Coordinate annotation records
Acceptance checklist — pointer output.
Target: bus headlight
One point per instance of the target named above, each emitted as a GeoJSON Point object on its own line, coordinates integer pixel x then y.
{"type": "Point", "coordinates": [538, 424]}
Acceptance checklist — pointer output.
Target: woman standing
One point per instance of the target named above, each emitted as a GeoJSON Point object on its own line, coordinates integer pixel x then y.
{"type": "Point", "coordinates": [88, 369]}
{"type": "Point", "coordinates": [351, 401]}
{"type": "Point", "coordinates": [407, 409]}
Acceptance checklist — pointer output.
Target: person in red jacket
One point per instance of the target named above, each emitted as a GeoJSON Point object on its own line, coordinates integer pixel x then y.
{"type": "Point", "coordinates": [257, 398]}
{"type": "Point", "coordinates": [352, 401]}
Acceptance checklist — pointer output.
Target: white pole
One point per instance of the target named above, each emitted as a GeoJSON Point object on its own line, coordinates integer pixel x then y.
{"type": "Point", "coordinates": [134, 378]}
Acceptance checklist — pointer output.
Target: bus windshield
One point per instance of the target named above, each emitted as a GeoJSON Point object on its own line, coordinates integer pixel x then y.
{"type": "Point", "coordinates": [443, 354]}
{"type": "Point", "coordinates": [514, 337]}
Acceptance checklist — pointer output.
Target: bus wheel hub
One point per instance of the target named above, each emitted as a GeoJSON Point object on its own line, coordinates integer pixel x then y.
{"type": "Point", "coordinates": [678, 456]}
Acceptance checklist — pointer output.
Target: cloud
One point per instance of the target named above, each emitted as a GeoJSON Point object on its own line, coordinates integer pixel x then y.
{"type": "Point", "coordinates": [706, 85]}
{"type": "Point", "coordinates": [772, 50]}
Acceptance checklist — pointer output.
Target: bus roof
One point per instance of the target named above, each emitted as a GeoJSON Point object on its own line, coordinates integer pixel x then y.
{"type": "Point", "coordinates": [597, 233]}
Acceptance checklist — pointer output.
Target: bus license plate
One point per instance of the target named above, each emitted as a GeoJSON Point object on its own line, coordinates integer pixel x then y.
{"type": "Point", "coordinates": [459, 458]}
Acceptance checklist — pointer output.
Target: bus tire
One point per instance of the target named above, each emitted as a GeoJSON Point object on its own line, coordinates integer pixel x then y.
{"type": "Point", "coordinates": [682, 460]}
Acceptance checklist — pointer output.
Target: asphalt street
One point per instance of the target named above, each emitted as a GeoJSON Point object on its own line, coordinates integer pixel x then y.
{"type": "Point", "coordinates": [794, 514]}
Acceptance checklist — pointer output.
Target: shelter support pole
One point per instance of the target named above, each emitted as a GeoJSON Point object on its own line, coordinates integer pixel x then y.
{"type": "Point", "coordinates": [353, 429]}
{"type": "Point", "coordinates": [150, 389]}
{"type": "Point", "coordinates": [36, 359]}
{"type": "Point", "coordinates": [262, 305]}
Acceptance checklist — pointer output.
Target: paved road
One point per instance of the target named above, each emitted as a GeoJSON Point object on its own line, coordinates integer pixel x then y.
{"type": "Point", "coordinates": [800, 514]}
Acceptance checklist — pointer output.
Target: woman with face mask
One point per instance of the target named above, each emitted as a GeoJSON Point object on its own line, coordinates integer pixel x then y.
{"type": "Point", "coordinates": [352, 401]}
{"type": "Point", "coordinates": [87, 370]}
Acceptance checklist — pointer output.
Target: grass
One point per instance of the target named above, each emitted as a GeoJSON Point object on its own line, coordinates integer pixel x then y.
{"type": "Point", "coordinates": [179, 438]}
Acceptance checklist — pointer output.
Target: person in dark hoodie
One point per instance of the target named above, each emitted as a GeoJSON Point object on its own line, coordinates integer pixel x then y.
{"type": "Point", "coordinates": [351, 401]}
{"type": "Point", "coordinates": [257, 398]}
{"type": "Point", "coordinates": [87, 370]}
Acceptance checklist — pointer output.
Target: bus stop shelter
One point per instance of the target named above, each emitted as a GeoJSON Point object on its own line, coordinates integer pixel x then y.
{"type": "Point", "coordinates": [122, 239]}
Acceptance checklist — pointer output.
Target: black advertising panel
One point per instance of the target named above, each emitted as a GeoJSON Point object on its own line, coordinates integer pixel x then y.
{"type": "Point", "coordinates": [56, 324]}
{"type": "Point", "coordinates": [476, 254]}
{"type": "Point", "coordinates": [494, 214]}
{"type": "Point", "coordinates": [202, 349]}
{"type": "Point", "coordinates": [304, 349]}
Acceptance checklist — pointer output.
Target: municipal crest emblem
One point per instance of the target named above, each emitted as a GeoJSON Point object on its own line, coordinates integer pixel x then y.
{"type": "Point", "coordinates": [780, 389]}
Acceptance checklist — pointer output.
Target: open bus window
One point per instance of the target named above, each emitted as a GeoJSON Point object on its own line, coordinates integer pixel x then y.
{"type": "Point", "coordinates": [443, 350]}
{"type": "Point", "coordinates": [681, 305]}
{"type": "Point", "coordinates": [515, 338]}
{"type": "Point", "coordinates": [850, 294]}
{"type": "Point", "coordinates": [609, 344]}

_EXERCISE:_ Your task is to repeat every line exactly.

_SOLUTION BELOW:_
Acceptance checklist — pointer output.
Target: bus headlight
One point per instance of the target named above, each emitted as a GeoJSON Point object on its own line, coordinates integer pixel x then y.
{"type": "Point", "coordinates": [538, 424]}
Acceptance checklist — pointer output.
Target: woman standing
One point per instance of the target named above, each emitted as a GeoJSON Point object on its own line, coordinates integer pixel x then y.
{"type": "Point", "coordinates": [88, 369]}
{"type": "Point", "coordinates": [351, 401]}
{"type": "Point", "coordinates": [407, 409]}
Acceptance checklist — pointer output.
Target: person in red jacket
One point per instance of the target named above, each emitted as a GeoJSON Point object on its own line, coordinates integer pixel x then y.
{"type": "Point", "coordinates": [257, 398]}
{"type": "Point", "coordinates": [352, 401]}
Acceptance checklist — pointer output.
Target: white pole
One point per instance of the target named above, each emitted as a GeoJSON Point object on its own line, coordinates integer pixel x then y.
{"type": "Point", "coordinates": [134, 378]}
Acceptance checklist — pointer output.
Target: bus windshield
One point per instance of the target named above, each emitted as a GeoJSON Point object on its own line, coordinates integer pixel x then y.
{"type": "Point", "coordinates": [443, 354]}
{"type": "Point", "coordinates": [514, 337]}
Acceptance checklist — pointer output.
Target: bus wheel hub
One point per instance of the target named above, each emitted as a GeoJSON Point object on its own line, coordinates integer pixel x then y.
{"type": "Point", "coordinates": [678, 456]}
Acceptance checklist — pointer output.
Target: cloud
One point per instance of the target named above, each emitted as a GeoJSON Point object on its own line, coordinates integer pixel x then y.
{"type": "Point", "coordinates": [706, 85]}
{"type": "Point", "coordinates": [772, 50]}
Acceptance checklist — pointer output.
Target: bus roof
One point per instance of the target named above, each emitted as a GeoJSON Point object on its own line, coordinates integer pixel x then y.
{"type": "Point", "coordinates": [597, 233]}
Acceptance checklist — pointer output.
Target: bus license plate
One point per instance of the target named above, each emitted as a GeoJSON Point object on its own line, coordinates integer pixel x then y.
{"type": "Point", "coordinates": [459, 458]}
Acceptance checklist — pointer output.
Target: bus tire
One point per instance of the target named above, each emitted as a GeoJSON Point object on its own line, coordinates integer pixel x then y.
{"type": "Point", "coordinates": [682, 460]}
Acceptance checklist — pointer output.
Target: asphalt street
One point per instance of the target named above, each emitted as a GeoJSON Point object on its own line, coordinates integer pixel x then y.
{"type": "Point", "coordinates": [794, 514]}
Acceptance checklist — pointer output.
Target: shelter support pole
One point per instance of the target named above, each emitted as a GeoJSON Point object on its own line, coordinates integer pixel x then y.
{"type": "Point", "coordinates": [353, 429]}
{"type": "Point", "coordinates": [150, 389]}
{"type": "Point", "coordinates": [36, 359]}
{"type": "Point", "coordinates": [262, 305]}
Acceptance checklist — pointer output.
Target: paved road
One point per instance of the target named above, each emitted as a GeoJSON Point object on its own line, coordinates integer pixel x then y.
{"type": "Point", "coordinates": [800, 514]}
Acceptance checklist — pointer output.
Target: woman with face mask
One point per instance of the target named above, each emitted as a GeoJSON Point object on its own line, coordinates integer pixel x then y.
{"type": "Point", "coordinates": [352, 401]}
{"type": "Point", "coordinates": [87, 370]}
Acceptance checklist — pointer output.
Target: grass
One point per instance of the target named above, each emitted as a GeoJSON Point object on its own line, coordinates integer pixel x then y.
{"type": "Point", "coordinates": [179, 438]}
Acceptance checklist — pointer output.
Target: person in dark hoodie
One point per instance of the target named above, each emitted as a GeoJSON Point object on its own line, coordinates integer pixel x then y.
{"type": "Point", "coordinates": [351, 401]}
{"type": "Point", "coordinates": [257, 398]}
{"type": "Point", "coordinates": [87, 370]}
Acceptance checklist — pointer output.
Target: bus stop shelter
One point per instance of the target named above, each emitted as a GeoJSON Point object on its own line, coordinates integer pixel x then y.
{"type": "Point", "coordinates": [122, 239]}
Acceptance checklist — pointer output.
Target: black advertising panel
One point per instance of the target named above, each emitted as a GeoJSON Point object on its own line, coordinates integer pixel x then y.
{"type": "Point", "coordinates": [56, 324]}
{"type": "Point", "coordinates": [476, 254]}
{"type": "Point", "coordinates": [494, 214]}
{"type": "Point", "coordinates": [202, 349]}
{"type": "Point", "coordinates": [304, 349]}
Acceptance checklist — pointer output.
Target: municipal crest emblem
One point per instance of the target named above, each emitted as a GeoJSON Point object on its own line, coordinates integer pixel x then y.
{"type": "Point", "coordinates": [780, 389]}
Acceptance checklist — pointer output.
Target: open bus window
One point per instance of the target named above, each emitted as a GeoJSON Point object on its own line, coordinates integer pixel x then y.
{"type": "Point", "coordinates": [443, 350]}
{"type": "Point", "coordinates": [681, 305]}
{"type": "Point", "coordinates": [515, 338]}
{"type": "Point", "coordinates": [850, 294]}
{"type": "Point", "coordinates": [609, 344]}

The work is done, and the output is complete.